* **GIVEN EXERCISE**:
Turn the material below, starting with the line with "Could you point out the white dress" and going on through the line with "<point>968,667</point>", into a Markdown table with the columns Row and Line, leaving out blank lines. Give only those lines.

--

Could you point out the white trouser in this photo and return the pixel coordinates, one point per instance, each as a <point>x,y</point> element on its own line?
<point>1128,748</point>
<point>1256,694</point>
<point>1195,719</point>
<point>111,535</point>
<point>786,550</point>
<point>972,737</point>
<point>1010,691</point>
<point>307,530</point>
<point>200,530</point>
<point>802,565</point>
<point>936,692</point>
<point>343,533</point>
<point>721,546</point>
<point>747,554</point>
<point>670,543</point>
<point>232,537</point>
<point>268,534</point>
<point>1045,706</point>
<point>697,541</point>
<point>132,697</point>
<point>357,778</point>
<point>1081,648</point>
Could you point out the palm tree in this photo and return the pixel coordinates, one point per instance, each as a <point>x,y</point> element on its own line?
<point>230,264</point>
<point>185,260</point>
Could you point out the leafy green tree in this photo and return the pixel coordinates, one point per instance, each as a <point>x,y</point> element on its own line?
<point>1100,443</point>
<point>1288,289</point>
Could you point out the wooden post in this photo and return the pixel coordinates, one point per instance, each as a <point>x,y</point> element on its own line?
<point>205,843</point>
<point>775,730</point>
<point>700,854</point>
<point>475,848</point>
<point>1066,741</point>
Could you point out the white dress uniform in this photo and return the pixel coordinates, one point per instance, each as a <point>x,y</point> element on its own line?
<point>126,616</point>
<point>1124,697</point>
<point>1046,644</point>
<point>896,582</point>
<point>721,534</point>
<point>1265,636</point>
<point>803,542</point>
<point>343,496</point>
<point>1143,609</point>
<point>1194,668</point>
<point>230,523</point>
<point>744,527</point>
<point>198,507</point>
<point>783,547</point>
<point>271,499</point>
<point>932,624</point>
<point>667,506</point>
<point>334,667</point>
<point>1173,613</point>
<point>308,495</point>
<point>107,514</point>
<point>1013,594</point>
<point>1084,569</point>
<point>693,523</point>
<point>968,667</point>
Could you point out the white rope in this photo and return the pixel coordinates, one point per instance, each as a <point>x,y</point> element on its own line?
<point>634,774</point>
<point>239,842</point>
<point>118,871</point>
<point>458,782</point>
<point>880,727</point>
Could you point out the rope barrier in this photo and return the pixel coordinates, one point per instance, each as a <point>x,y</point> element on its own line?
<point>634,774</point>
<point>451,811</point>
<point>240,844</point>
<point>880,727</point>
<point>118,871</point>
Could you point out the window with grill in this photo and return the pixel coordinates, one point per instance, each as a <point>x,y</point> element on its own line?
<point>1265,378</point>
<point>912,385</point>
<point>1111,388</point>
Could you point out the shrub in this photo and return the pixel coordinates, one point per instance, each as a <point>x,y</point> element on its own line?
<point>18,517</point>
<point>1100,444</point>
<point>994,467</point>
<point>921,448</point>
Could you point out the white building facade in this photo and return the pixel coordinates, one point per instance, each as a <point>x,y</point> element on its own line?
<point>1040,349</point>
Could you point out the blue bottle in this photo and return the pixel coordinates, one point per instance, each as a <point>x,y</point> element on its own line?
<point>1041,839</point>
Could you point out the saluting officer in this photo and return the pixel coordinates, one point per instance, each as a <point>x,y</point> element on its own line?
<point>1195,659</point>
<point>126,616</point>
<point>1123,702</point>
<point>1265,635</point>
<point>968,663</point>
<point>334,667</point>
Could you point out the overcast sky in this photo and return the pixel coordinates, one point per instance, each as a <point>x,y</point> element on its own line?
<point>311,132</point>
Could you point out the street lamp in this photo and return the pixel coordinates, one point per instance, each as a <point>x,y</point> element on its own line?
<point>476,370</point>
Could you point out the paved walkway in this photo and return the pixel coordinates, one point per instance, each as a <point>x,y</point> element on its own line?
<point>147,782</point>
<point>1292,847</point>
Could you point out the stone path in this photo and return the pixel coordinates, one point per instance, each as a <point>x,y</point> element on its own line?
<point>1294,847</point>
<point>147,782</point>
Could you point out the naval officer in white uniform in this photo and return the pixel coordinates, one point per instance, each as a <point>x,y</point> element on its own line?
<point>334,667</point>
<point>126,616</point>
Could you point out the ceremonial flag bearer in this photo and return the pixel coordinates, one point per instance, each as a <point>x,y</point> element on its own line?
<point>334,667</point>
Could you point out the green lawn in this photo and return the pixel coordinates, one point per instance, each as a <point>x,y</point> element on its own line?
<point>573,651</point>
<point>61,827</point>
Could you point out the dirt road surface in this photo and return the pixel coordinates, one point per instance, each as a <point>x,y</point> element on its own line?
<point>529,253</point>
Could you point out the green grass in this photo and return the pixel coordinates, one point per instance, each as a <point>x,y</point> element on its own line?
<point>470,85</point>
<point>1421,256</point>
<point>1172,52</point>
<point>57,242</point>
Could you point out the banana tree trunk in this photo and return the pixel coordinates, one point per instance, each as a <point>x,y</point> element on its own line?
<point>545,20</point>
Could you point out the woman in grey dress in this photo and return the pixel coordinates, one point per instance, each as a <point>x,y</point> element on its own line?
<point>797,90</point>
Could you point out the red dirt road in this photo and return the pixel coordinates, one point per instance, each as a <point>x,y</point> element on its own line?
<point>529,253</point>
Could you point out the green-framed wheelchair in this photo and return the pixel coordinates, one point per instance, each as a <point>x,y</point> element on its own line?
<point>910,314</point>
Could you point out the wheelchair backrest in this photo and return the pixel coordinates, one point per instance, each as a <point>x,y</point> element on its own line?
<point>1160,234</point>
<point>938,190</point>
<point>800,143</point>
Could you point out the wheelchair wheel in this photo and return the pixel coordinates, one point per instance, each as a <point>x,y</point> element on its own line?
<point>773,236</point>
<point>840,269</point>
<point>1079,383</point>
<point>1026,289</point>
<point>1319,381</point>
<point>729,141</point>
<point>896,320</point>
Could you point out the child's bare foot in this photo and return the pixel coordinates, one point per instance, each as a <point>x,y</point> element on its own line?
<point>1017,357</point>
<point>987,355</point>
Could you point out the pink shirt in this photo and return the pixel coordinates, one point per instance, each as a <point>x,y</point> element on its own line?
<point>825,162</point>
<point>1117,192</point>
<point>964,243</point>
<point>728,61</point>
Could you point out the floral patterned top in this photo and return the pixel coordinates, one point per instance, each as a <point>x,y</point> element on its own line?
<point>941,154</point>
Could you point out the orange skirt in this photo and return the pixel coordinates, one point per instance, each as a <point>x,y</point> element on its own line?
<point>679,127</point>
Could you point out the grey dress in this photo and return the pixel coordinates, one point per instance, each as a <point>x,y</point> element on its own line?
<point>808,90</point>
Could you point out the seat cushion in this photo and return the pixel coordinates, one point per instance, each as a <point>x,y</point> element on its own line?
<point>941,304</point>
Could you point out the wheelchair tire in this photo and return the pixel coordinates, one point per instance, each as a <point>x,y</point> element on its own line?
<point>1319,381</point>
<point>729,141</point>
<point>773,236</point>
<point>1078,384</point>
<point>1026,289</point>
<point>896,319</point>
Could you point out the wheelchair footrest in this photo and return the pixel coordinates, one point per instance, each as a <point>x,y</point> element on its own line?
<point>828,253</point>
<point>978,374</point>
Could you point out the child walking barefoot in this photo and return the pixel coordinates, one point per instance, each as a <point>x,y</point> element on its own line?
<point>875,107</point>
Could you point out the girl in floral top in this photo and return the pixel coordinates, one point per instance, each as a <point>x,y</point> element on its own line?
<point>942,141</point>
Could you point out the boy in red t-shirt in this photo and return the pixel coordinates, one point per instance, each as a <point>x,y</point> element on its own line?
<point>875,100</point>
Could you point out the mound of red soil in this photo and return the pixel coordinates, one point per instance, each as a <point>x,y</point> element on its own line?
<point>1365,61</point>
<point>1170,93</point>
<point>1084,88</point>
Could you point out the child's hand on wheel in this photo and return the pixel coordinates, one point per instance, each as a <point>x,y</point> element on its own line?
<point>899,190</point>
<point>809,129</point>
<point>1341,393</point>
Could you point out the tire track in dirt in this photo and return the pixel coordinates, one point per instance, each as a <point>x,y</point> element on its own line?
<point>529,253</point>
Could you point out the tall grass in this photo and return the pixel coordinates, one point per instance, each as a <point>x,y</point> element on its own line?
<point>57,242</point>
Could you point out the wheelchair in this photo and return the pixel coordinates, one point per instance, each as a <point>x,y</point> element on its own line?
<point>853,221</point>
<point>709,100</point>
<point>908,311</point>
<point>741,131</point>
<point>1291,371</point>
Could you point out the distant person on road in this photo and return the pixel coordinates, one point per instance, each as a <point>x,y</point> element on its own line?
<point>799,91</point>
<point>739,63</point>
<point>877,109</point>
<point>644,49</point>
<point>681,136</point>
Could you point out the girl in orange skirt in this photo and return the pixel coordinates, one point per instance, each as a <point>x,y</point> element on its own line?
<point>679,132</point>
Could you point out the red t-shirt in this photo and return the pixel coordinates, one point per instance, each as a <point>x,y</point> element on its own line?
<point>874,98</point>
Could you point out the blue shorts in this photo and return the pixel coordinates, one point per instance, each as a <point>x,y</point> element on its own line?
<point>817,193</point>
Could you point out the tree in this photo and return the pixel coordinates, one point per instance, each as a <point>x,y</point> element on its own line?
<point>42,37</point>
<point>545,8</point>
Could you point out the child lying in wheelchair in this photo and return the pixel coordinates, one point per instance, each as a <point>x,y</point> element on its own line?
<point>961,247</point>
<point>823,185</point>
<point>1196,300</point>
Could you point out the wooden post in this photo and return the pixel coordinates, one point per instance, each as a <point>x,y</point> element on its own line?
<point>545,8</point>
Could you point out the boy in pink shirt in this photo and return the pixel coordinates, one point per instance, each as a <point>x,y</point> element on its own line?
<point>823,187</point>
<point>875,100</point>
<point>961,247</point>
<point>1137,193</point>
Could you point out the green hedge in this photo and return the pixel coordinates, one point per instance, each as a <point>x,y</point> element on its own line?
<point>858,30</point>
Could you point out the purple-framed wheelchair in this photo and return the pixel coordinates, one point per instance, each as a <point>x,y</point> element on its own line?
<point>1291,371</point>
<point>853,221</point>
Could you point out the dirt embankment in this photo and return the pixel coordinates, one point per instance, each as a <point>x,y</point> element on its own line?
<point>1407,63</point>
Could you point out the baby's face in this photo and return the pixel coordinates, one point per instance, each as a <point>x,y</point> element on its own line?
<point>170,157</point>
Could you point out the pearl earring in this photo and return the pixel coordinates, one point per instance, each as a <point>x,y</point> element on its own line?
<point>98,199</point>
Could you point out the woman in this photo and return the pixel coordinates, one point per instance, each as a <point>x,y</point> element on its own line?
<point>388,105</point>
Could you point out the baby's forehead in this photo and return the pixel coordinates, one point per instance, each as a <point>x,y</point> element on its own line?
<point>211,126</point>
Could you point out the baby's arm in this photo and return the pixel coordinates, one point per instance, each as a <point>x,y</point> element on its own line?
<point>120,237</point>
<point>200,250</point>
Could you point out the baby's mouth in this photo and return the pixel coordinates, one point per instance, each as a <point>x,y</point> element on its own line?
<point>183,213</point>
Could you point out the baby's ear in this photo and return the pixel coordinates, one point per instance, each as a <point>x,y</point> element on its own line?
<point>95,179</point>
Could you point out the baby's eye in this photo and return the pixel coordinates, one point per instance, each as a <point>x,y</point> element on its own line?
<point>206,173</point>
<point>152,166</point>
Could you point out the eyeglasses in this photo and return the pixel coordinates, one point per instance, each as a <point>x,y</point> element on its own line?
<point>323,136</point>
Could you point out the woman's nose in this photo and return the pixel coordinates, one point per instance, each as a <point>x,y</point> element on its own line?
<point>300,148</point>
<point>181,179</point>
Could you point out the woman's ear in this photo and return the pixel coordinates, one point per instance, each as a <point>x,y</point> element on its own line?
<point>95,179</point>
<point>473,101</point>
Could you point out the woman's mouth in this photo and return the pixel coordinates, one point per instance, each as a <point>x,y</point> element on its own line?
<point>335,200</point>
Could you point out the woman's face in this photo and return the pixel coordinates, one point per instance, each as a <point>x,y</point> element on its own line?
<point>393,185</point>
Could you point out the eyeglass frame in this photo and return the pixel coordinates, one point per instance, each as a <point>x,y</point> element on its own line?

--

* **FINAL RESULT**:
| Row | Line |
|---|---|
| 1 | Could you point out the white dress uniform in this photo and return the pixel coordinates, one point per instance, each as a <point>x,y</point> element on its own line? |
| 2 | <point>126,616</point> |
| 3 | <point>1124,697</point> |
| 4 | <point>1046,644</point> |
| 5 | <point>896,582</point> |
| 6 | <point>721,534</point> |
| 7 | <point>1265,636</point> |
| 8 | <point>803,542</point> |
| 9 | <point>343,496</point> |
| 10 | <point>1143,609</point> |
| 11 | <point>1194,668</point> |
| 12 | <point>230,523</point> |
| 13 | <point>744,527</point> |
| 14 | <point>198,507</point> |
| 15 | <point>783,547</point> |
| 16 | <point>271,499</point> |
| 17 | <point>932,624</point> |
| 18 | <point>667,506</point> |
| 19 | <point>334,667</point> |
| 20 | <point>1173,613</point> |
| 21 | <point>308,495</point> |
| 22 | <point>107,514</point> |
| 23 | <point>1013,594</point> |
| 24 | <point>1084,569</point> |
| 25 | <point>693,523</point> |
| 26 | <point>968,667</point> |